## PROBLEMS TO SOLVE
**a.** In the carbohydrate modeling text, rewrite the part from "It is important" up to and including "hydrogen bonds .", changing "hydrogen bonds" to "H-bonds".
**b.** According to the carbohydrate modeling text, which force field is parametrized so that simulating isolated carbohydrates mimics their behavior in aqueous solution?

## READING TEXT

It should be noted that molecular dynamics is severely limited by the available computer power. With presently available computers, it is feasible to perform a simulation with several thousand explicit atoms for a total time of up to about a few nano seconds. To adequately explore the conformational space it is necessary to perform many such simulations. In addition, it may be possible that carbohydrate molecules undergo dynamical events on longer time scales. These motions cannot be investigated with standard molecular dynamics techniques.

It is important to recognize that most quantum mechanical and molecular mechanical procedures are designed to treat molecules in the isolated stale. Omission of the effect of the environment from the calculation results in a neglect of the fraction of the energy contribution that arises from these interactions. For example, a carbohydrate in an aqueous or crystalline environment will usually form hydrogen bonds only to neighboring molecules, while the simulation of the molecule in vacuo is dominated by conformations with energetically favorable intramolecular hydrogen bonds .

Several different approaches have been proposed to treat the solvation effects . In the simplest one, the effect of the solvent is achieved by increasing the dielectric constant for calculations of electrostatic interactions or by the use of a distance dependent dielectric constant. Unfortunately, this affects all electrostatics. An alternative approach is to the treat the solvent as a dielectric continuum. The conformational free energy of a given conformer in a particular solvent may be described as arising from the contribution of the energy of the isolated state and the solvation free energy . A computationally very efficient method is the use of the CHEAT95 force field, which is parametrized in such a way that the simulation of isolated carbohydrates mimics the behavior of the molecule in aqueous solution .

## RAW DATA

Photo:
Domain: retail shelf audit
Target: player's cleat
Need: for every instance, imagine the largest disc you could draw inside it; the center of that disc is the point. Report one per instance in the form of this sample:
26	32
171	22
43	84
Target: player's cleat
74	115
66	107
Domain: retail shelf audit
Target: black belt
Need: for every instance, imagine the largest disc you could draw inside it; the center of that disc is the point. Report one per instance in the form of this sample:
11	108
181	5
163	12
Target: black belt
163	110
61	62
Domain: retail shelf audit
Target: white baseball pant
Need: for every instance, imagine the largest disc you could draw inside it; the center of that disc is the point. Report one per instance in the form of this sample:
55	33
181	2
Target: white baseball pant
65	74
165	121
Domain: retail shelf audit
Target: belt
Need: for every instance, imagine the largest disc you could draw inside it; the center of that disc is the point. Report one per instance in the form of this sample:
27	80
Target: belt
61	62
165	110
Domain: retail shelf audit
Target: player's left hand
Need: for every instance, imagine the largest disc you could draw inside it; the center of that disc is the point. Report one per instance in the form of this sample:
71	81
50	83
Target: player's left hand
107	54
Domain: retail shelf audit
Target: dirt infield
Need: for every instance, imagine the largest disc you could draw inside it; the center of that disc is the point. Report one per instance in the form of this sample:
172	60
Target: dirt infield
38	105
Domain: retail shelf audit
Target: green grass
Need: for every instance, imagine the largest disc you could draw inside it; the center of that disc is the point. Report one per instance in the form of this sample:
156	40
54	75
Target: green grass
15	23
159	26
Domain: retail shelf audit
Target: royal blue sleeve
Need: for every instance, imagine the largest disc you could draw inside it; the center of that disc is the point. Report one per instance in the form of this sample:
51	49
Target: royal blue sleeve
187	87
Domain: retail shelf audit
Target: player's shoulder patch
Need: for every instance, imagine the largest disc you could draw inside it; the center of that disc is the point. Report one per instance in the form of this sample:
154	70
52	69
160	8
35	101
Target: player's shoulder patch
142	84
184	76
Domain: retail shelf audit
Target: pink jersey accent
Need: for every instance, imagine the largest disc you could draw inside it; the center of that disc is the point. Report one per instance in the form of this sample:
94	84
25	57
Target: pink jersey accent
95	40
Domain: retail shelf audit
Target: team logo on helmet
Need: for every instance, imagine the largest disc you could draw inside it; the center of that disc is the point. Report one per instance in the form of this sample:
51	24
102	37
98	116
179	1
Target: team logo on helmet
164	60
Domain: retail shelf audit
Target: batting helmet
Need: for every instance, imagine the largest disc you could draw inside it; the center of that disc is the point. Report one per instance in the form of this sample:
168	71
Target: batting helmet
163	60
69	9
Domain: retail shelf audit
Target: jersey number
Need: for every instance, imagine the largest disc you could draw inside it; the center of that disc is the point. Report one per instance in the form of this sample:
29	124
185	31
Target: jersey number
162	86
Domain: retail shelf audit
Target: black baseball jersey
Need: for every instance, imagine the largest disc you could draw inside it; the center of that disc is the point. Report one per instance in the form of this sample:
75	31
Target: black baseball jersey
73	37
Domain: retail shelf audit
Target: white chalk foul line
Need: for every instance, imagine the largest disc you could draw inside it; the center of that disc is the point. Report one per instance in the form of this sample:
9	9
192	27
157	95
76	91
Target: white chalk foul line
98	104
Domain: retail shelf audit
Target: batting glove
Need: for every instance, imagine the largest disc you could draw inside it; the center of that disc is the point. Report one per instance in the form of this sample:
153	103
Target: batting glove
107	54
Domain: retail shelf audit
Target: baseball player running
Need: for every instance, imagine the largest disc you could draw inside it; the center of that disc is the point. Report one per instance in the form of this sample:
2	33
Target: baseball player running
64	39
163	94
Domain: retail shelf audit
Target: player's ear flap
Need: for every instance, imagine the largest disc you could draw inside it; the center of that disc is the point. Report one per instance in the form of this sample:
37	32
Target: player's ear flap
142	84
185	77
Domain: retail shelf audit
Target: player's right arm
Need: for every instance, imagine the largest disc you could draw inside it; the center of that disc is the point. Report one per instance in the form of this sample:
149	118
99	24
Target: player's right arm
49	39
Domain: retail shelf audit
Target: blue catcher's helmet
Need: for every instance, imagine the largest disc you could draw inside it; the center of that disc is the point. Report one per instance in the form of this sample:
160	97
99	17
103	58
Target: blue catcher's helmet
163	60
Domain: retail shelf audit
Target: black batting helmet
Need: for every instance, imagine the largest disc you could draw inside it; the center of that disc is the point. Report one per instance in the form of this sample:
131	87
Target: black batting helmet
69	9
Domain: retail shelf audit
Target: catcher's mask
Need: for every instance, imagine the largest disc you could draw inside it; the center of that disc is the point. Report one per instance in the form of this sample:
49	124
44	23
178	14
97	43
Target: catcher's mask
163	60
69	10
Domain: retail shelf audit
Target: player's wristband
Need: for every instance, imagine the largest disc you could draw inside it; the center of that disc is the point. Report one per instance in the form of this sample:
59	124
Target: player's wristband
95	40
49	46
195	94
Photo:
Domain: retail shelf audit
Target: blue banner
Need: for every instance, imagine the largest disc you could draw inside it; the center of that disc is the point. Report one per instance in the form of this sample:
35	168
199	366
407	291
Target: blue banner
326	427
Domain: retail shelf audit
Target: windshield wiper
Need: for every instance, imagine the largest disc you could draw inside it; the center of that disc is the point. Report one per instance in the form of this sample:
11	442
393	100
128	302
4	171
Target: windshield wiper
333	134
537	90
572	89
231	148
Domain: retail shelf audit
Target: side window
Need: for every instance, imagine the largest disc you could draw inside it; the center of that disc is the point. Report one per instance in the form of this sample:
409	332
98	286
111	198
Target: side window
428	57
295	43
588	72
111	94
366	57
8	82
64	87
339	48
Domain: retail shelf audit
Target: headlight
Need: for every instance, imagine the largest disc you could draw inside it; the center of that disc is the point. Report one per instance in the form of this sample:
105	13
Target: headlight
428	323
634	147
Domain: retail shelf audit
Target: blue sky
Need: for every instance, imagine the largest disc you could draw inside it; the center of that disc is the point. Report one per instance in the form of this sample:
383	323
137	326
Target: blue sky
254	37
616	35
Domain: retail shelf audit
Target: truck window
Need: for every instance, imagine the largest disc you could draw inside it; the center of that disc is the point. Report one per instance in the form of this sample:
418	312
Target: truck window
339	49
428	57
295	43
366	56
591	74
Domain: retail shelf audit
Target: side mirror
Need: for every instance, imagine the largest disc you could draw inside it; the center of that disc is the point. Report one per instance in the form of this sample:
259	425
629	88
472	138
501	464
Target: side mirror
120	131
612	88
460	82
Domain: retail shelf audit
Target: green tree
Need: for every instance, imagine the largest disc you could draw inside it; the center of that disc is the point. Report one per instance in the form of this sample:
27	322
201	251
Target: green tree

## WRITTEN RESPONSES
**a.**
It is important to recognize that most quantum mechanical and molecular mechanical procedures are designed to treat molecules in the isolated stale. Omission of the effect of the environment from the calculation results in a neglect of the fraction of the energy contribution that arises from these interactions. For example, a carbohydrate in an aqueous or crystalline environment will usually form H-bonds only to neighboring molecules, while the simulation of the molecule in vacuo is dominated by conformations with energetically favorable intramolecular H-bonds .

**b.** The CHEAT95 force field.